TASK DIRECTIONS:
Find every line in the records below that contains the string "bird", and copy each one. Treat uppercase and lowercase letters as different.

== GIVEN DATA

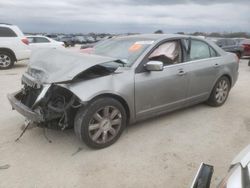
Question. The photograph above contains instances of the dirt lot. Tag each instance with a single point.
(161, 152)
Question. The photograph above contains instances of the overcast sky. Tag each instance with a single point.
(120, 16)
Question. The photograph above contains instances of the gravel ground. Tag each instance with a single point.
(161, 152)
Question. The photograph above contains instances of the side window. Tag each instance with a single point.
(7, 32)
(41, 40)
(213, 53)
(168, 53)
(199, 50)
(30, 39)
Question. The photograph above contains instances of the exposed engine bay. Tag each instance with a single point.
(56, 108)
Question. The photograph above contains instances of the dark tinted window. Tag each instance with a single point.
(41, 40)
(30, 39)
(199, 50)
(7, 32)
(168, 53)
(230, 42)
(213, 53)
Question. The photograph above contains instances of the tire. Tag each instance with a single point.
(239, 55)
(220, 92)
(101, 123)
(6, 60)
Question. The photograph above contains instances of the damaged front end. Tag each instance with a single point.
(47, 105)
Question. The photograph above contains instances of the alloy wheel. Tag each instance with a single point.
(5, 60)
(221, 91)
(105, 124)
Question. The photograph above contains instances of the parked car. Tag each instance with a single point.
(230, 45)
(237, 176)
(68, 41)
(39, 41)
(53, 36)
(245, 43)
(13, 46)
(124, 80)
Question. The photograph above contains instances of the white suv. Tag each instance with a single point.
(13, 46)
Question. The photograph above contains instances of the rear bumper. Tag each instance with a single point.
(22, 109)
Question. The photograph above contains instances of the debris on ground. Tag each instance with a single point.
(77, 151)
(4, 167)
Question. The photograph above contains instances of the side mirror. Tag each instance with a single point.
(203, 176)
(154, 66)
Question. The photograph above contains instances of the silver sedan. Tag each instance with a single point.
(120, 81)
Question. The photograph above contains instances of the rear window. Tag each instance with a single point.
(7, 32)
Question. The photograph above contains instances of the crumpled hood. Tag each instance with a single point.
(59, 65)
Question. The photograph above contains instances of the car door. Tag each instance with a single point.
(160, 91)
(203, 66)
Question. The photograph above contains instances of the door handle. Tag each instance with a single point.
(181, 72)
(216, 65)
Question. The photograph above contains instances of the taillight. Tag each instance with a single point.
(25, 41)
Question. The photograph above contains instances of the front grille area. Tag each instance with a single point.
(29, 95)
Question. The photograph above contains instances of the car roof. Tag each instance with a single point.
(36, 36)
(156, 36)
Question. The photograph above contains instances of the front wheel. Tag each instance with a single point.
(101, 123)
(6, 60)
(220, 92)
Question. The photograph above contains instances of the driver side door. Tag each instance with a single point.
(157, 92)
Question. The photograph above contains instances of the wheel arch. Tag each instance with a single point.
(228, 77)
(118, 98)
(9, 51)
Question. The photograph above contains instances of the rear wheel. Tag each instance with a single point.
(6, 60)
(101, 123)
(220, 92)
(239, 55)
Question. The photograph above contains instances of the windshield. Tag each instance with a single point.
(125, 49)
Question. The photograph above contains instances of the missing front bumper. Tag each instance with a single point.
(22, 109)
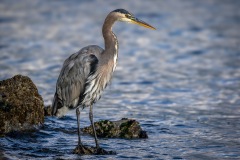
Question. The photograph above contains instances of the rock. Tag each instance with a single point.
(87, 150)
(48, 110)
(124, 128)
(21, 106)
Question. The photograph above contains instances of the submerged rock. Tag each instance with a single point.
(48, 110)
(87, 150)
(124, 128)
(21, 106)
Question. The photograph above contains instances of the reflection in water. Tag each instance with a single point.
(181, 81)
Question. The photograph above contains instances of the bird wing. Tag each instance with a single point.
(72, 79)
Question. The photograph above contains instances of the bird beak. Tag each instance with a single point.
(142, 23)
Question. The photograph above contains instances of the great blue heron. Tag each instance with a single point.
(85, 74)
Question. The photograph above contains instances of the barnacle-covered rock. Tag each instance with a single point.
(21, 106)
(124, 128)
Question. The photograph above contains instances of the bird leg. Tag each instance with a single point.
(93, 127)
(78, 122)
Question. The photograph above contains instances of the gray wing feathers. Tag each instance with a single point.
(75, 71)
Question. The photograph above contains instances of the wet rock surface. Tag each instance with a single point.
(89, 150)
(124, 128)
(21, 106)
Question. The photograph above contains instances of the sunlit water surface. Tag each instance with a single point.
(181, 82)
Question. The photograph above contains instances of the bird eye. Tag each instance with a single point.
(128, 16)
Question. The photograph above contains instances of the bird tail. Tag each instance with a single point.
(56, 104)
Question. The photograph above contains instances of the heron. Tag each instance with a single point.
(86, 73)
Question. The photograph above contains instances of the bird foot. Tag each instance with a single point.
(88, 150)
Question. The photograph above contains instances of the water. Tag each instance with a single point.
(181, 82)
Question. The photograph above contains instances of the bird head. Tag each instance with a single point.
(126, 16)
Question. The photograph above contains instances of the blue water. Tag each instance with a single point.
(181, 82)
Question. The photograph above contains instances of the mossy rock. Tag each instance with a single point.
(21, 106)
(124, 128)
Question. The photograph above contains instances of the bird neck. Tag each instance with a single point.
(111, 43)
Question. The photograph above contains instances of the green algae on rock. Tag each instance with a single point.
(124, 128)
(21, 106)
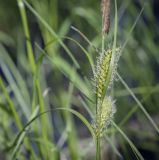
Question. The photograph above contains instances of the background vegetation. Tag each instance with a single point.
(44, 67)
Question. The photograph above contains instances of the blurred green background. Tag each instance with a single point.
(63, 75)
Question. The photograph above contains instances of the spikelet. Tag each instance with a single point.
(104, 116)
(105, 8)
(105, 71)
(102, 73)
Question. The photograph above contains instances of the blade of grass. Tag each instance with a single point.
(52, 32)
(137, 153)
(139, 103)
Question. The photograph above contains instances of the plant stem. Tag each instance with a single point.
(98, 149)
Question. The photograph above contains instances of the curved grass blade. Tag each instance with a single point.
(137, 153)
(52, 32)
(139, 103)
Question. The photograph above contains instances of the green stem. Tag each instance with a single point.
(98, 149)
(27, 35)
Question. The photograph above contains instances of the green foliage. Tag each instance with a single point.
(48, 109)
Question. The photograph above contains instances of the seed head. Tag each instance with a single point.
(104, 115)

====
== GIVEN DATA

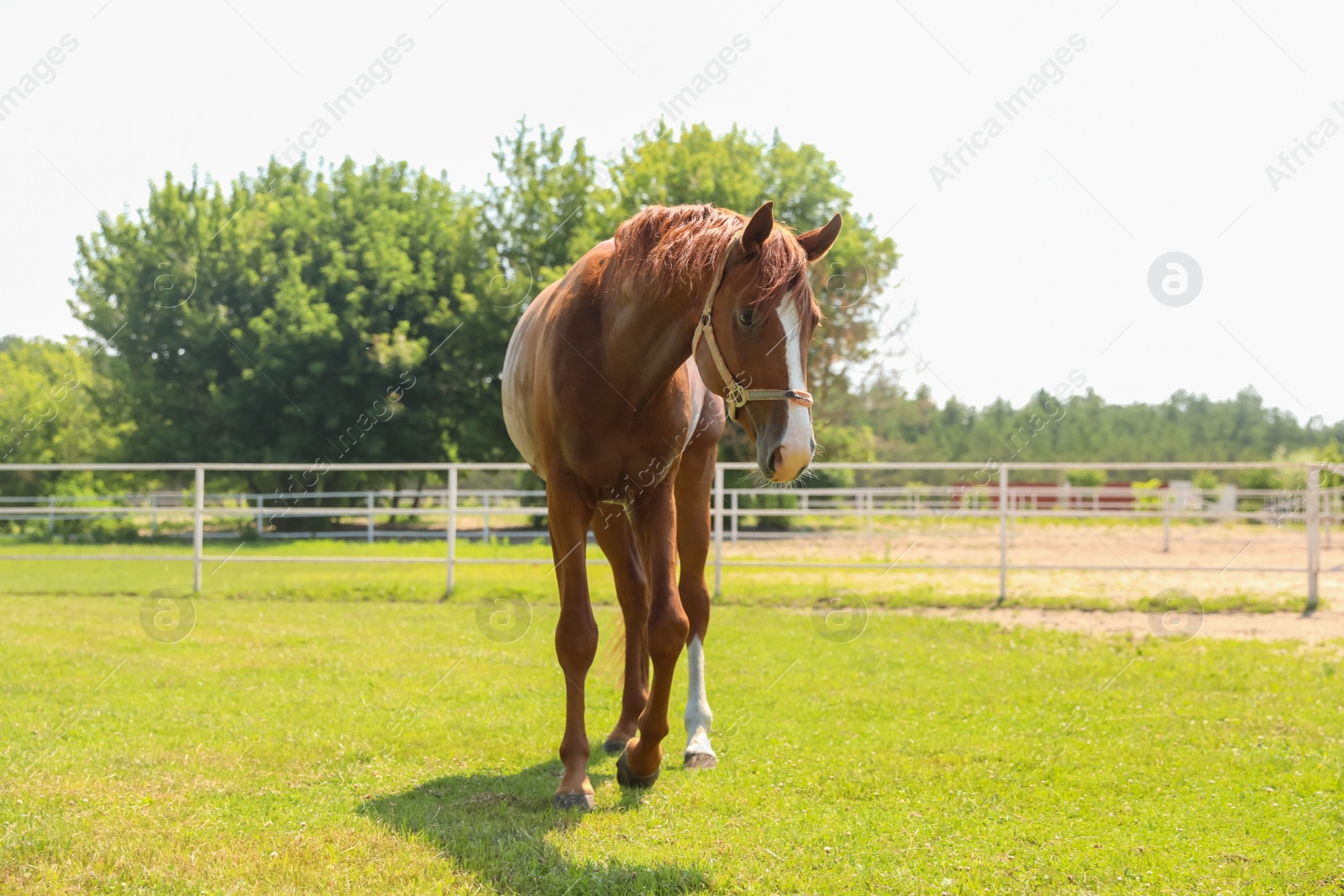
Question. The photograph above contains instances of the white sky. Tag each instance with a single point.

====

SOLUTION TO THE PROBLEM:
Question. The photograph above contains instances of the bird wing. Tag each instance with a single point.
Question. The photograph above contains instances of the bird beak. Tag each instance with a single point.
Question. The photograph above contains instances of the bird leg. Tag each instance with a single point.
Question. The photograph above contains instances of the bird eye. Tag each instance with a single point.
Question. The photograph above contains instances of the bird tail. Tag each instance with a single point.
Question. The photograph above contains instances of the bird foot. Tag each instance with a single point.
Question. The photograph above contains instances of the bird head. Tag each instance with a single point.
Question. The photograph above contains instances of the bird neck. Tag each instance with a single point.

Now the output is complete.